# Source extract:
╔══
This is not the first time that great universities have had to shut their doors during an epidemic. And there is perhaps a lesson for all students about what can happen during a shutdown.

In 1665, Cambridge University closed as the bubonic plague swept across England.

Isaac Newton, a 22-year-old student, was forced to retreat to the family farm, Woolsthorpe Manor. Isolated there for more than a year, on his own he revolutionized the scientific world. Newton said that this shutdown freed him from the pressures of the curriculum and led to the best intellectual years of his life.

Here is what he did:

Optics: He discovered the fundamentals of color. It was already known that sunlight passed through a glass prism produced the rainbow spectrum—bands of red, orange, yellow, and so on. But were these a fundamental aspect of light as opposed to some artifact produced by prisms? To find out, he passed a single-colored beam from the first prism through a second prism and got the same color once again. The glass did not change it.
╚══
[Point annotation dataset records]
╔══
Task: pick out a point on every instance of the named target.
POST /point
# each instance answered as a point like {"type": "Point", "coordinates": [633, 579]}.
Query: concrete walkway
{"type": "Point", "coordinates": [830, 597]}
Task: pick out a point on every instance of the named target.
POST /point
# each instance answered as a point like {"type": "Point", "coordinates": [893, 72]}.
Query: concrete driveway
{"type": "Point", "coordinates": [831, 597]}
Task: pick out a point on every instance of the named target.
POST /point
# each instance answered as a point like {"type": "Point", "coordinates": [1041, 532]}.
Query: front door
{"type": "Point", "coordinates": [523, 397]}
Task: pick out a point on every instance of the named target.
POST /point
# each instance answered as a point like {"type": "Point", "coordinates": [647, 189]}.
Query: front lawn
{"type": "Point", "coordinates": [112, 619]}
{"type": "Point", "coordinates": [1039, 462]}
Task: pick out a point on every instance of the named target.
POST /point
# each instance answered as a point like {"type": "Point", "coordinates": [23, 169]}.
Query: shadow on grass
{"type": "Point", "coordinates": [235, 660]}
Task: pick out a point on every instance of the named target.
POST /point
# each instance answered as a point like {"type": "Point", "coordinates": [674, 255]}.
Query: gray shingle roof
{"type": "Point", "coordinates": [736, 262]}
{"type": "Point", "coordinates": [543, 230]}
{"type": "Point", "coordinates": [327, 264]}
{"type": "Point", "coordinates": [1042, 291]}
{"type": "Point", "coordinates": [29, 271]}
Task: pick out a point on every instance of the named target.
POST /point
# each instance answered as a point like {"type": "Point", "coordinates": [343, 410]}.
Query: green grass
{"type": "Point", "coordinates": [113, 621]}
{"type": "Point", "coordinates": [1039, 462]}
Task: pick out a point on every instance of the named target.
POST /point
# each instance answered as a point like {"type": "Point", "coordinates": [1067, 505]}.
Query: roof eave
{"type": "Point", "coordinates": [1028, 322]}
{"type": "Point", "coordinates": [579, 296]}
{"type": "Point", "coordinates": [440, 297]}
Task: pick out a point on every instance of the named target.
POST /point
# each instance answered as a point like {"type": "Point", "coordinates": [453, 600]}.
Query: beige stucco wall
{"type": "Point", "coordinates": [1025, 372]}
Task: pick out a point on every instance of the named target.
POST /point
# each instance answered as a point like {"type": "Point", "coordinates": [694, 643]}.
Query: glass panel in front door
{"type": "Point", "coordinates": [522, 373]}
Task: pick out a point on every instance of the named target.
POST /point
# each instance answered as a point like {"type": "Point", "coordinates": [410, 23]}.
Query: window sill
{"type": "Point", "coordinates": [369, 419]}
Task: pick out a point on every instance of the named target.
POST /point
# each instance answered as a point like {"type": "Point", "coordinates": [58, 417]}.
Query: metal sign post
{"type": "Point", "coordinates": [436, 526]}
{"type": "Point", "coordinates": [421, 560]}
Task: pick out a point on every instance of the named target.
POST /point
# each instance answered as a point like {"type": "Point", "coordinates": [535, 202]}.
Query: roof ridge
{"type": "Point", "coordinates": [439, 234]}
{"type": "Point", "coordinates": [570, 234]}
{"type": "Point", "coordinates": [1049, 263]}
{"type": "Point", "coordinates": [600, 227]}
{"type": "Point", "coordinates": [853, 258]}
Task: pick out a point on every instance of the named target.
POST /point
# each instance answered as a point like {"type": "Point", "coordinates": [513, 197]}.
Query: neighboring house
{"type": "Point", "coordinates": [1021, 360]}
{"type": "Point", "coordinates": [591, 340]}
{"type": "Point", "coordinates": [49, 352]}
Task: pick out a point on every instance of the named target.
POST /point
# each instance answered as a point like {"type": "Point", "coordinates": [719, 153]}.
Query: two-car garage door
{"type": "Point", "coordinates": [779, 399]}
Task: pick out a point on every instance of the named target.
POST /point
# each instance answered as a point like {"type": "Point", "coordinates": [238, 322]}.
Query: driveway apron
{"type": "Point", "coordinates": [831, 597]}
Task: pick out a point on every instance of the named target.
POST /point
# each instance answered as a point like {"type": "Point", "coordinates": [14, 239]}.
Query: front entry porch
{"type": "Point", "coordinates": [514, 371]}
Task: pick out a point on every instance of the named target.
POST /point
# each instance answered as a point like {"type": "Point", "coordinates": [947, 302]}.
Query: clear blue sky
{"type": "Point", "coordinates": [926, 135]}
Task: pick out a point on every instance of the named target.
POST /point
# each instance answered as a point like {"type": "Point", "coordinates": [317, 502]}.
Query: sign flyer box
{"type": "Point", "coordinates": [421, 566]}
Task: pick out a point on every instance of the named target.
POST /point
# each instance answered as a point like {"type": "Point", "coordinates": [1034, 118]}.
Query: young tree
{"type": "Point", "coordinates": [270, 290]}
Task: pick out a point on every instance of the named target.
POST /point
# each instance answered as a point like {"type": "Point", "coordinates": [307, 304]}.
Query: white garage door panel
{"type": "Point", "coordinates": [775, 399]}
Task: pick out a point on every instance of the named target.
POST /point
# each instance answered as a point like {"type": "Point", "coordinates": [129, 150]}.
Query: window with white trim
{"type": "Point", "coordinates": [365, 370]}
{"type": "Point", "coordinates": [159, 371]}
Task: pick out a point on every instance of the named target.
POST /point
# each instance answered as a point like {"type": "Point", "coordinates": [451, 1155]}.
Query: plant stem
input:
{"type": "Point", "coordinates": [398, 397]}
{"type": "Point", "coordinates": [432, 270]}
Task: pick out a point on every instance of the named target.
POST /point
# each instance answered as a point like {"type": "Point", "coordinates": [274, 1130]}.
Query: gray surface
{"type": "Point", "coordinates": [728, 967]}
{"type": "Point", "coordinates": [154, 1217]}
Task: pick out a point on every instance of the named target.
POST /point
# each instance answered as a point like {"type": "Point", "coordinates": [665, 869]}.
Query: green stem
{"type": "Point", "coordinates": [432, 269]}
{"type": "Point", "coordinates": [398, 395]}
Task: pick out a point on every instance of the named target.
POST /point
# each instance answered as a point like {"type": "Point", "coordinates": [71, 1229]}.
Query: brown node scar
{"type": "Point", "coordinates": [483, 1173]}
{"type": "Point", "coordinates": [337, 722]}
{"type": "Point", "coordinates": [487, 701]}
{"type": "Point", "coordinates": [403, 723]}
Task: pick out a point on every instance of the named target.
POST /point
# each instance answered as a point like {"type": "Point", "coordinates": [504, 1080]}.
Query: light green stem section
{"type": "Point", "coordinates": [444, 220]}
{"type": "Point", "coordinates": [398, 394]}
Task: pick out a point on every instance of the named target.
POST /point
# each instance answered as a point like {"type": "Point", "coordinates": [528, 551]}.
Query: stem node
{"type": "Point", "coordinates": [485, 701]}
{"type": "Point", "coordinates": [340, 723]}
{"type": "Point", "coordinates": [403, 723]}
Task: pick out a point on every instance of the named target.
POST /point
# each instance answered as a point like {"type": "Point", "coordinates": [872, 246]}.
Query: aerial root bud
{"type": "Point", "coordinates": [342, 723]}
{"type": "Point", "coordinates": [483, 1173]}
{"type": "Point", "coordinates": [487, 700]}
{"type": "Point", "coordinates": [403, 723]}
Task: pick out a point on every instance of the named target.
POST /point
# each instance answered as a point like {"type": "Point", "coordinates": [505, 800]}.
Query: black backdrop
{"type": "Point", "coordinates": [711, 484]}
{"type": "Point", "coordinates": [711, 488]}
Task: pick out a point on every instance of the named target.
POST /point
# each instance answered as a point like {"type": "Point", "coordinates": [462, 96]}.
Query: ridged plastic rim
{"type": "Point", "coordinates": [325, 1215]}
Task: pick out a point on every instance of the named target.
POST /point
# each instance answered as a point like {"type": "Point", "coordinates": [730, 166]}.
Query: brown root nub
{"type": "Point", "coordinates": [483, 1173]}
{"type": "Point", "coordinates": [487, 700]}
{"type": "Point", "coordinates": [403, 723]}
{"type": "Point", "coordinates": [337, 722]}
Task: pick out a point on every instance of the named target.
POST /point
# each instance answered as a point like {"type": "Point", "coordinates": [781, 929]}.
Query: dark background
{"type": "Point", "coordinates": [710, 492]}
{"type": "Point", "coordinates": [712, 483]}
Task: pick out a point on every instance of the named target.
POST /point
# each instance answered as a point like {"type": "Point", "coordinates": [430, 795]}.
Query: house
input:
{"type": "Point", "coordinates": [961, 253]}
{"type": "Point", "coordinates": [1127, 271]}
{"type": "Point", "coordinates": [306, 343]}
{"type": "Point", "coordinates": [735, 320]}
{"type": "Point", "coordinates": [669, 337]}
╚══
# Prompt:
Continue the text about Newton's year away from Cambridge during the plague, starting after its last sentence. The records are separate material and have no connection to the text.

# Result for this task:
Gravity: Sitting in the orchard behind his farmhouse, he considered two orbs in his view, the moon and a single apple. Newton wondered if the force that drew the apple to the earth was what held the moon in orbit. These musings led him to later construct the laws of gravity and motion that tied everything in the universe together.

Calculus: He wrote three papers inventing calculus. (Shortly afterward, Gottfried Leibniz came up with the same principles.) Thinking about the rate of change as an object accelerated falling to earth, he realized that one could get an accurate total of the area under a curve by summing the rectangles, down to the infinitely small rectangles, that made up this area.

In 1667, Newton returned to Cambridge, the plague having abated. He presented all this work to his mentor and professor, Sir Isaac Barrow. Two years later, Barrow resigned his chair in favor of Newton.

Don’t let current circumstances interrupt learning.

Do imagine what you might do when freed from conventional routines and requirements. When it comes to curiosity and creativity, the mind knows no boundaries.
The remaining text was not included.